SET TASK:
Extract from the listing below every line that contains the word "player", and copy each such line in full. Letter case counts.

=== RECORDS FOR PROCESSING ===

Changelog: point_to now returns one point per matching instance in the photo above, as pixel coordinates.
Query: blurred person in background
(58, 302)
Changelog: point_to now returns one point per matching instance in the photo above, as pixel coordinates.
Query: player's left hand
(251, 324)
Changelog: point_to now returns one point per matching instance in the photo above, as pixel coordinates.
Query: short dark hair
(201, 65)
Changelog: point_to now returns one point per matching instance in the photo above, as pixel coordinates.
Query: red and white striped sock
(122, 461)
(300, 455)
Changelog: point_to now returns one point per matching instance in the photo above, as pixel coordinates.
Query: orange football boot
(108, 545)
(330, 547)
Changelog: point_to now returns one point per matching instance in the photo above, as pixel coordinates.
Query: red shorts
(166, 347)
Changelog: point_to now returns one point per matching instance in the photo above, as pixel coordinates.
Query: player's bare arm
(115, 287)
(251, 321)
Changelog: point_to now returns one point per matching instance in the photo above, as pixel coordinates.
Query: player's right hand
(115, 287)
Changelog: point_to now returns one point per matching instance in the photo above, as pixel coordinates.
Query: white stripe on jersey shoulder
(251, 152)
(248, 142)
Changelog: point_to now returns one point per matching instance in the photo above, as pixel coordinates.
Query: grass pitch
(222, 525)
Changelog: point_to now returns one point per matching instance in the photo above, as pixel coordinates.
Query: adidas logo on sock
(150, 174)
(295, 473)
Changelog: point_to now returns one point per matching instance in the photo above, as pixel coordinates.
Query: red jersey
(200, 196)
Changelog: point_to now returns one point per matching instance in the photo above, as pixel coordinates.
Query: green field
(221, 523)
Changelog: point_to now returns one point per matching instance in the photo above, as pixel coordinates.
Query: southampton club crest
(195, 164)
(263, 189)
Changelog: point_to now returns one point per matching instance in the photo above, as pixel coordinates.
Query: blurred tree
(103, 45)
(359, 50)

===

OUTPUT FOR THIS TASK:
Query: player's left hand
Query: player's bare arm
Query: player's right hand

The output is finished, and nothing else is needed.